Stored data:
◇ ◇ ◇ ◇ ◇ ◇ ◇

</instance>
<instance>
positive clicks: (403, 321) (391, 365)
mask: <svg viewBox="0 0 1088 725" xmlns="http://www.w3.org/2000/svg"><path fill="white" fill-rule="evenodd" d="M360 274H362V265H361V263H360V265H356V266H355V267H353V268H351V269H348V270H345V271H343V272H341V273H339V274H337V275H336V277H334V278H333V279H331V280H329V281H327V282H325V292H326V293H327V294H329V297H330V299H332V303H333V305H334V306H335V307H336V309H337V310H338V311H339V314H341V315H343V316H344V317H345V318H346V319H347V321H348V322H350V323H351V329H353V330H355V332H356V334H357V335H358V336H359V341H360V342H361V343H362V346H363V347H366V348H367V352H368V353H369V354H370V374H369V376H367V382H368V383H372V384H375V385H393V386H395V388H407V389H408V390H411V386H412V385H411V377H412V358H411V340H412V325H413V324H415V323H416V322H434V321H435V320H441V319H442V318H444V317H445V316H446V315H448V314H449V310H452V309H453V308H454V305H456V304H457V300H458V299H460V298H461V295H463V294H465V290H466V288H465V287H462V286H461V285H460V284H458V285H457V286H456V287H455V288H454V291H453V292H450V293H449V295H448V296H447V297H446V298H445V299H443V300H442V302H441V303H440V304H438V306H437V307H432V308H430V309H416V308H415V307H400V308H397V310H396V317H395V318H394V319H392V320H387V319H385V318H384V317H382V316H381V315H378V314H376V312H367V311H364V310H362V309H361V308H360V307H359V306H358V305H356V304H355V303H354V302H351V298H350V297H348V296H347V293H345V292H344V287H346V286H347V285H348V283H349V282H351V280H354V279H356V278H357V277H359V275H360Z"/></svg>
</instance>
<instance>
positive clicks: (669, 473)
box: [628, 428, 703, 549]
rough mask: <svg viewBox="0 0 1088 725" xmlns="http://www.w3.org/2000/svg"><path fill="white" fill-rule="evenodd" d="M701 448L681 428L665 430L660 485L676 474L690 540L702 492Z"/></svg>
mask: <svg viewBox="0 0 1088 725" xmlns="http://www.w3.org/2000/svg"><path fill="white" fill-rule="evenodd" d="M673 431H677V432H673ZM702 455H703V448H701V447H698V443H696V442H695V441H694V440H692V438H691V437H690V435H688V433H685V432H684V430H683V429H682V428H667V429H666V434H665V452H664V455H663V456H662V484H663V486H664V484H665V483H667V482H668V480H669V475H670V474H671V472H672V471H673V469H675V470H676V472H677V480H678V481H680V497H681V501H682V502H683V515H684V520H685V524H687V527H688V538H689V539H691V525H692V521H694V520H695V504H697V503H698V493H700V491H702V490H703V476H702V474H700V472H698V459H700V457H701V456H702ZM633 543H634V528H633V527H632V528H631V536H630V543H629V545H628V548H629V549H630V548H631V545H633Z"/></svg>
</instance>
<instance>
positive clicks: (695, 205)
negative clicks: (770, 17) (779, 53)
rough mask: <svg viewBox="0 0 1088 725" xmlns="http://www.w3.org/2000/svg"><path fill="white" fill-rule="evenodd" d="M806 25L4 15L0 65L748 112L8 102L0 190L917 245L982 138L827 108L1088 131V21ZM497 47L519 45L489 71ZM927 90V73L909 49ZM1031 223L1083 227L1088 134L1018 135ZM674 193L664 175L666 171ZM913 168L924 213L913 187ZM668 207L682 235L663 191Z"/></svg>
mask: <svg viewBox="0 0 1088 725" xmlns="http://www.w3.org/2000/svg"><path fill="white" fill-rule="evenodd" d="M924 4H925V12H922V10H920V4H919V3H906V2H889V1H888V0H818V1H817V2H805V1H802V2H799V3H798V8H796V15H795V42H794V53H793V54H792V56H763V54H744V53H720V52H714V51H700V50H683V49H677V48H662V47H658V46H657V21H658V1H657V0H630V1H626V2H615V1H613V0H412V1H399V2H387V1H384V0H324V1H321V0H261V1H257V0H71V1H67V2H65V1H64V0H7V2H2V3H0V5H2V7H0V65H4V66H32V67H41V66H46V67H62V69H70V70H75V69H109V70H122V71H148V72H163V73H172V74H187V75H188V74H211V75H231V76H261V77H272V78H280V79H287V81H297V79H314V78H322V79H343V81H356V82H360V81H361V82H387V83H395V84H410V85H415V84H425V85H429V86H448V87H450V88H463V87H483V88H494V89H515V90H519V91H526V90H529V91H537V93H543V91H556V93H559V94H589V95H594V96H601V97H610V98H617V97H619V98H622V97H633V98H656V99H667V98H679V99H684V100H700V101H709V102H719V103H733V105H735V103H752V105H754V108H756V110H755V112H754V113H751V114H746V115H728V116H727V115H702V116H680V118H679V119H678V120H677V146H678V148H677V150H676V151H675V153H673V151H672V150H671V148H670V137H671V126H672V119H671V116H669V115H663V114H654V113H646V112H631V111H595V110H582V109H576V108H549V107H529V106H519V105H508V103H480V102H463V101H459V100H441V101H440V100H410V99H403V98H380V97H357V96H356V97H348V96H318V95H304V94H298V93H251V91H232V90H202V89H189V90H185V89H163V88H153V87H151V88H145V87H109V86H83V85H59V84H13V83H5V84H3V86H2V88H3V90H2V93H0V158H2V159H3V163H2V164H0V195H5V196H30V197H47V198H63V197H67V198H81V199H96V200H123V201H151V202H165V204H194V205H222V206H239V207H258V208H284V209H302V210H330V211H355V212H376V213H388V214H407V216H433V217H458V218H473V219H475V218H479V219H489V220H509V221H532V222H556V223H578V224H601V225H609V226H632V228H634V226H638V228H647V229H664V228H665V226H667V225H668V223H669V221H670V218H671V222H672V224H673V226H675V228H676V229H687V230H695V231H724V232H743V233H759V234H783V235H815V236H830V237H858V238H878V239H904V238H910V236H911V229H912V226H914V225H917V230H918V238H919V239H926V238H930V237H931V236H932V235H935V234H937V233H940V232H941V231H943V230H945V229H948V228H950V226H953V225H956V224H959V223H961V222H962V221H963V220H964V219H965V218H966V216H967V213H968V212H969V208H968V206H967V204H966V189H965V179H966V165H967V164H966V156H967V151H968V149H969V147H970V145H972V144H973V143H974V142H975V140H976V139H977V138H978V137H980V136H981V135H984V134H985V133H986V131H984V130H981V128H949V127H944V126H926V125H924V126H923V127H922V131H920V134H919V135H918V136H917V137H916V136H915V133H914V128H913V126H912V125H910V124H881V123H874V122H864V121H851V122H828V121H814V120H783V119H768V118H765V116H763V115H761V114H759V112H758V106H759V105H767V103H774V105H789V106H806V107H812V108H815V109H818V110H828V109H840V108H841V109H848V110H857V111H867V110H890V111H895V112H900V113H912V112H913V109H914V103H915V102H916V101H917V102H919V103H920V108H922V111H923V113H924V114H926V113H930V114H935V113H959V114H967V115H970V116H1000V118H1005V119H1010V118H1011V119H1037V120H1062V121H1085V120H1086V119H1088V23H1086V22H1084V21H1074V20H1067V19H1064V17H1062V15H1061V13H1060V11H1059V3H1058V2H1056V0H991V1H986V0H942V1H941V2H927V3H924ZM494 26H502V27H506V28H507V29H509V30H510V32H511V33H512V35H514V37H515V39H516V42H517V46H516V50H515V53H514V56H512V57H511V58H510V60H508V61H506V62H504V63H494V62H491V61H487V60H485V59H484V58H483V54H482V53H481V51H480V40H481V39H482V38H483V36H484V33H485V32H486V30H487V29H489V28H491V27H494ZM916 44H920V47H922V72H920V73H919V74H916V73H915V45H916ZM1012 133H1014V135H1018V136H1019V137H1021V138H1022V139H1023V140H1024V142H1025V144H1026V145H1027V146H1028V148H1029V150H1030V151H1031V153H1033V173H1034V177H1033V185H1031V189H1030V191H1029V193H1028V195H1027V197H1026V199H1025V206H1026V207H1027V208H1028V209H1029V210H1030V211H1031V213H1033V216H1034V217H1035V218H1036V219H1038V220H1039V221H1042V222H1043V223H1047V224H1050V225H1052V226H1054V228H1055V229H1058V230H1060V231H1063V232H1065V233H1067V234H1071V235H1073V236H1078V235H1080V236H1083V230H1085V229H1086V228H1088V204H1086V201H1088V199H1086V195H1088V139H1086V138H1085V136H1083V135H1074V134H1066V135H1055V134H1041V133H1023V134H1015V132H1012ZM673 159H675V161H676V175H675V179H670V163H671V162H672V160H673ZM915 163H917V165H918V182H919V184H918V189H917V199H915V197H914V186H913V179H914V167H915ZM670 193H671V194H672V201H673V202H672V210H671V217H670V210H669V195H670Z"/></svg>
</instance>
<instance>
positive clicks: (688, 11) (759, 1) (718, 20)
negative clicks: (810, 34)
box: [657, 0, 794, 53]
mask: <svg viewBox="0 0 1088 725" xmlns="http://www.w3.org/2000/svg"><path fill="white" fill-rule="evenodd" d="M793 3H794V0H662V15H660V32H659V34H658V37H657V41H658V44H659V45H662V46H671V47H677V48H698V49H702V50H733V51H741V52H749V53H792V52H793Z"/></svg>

◇ ◇ ◇ ◇ ◇ ◇ ◇

How to complete this task:
Only one part of the material above is to be transcribed, namely the lines starting with the line that has "positive clicks: (669, 473)" and going on through the line that has "negative clicks: (770, 17) (779, 53)", exactly as they stand.

Solution for this exercise:
positive clicks: (669, 473)
box: [628, 428, 703, 549]
rough mask: <svg viewBox="0 0 1088 725" xmlns="http://www.w3.org/2000/svg"><path fill="white" fill-rule="evenodd" d="M701 448L681 428L665 430L660 485L676 474L690 540L702 492Z"/></svg>
mask: <svg viewBox="0 0 1088 725" xmlns="http://www.w3.org/2000/svg"><path fill="white" fill-rule="evenodd" d="M673 431H677V432H673ZM702 455H703V448H701V447H698V443H696V442H695V441H694V440H692V438H691V437H690V435H688V433H685V432H684V430H683V429H682V428H667V429H666V434H665V452H664V455H663V456H662V484H663V486H664V484H665V483H667V482H668V480H669V475H670V474H671V472H672V471H673V469H675V470H676V472H677V480H678V481H680V497H681V501H682V502H683V515H684V520H685V524H687V527H688V538H689V539H691V525H692V521H694V520H695V504H697V503H698V493H700V491H702V490H703V476H702V474H700V472H698V459H700V457H701V456H702ZM633 543H634V528H633V527H632V528H631V536H630V543H629V545H628V548H629V549H630V548H631V545H633Z"/></svg>
</instance>
<instance>
positive clicks: (695, 205)
negative clicks: (770, 17) (779, 53)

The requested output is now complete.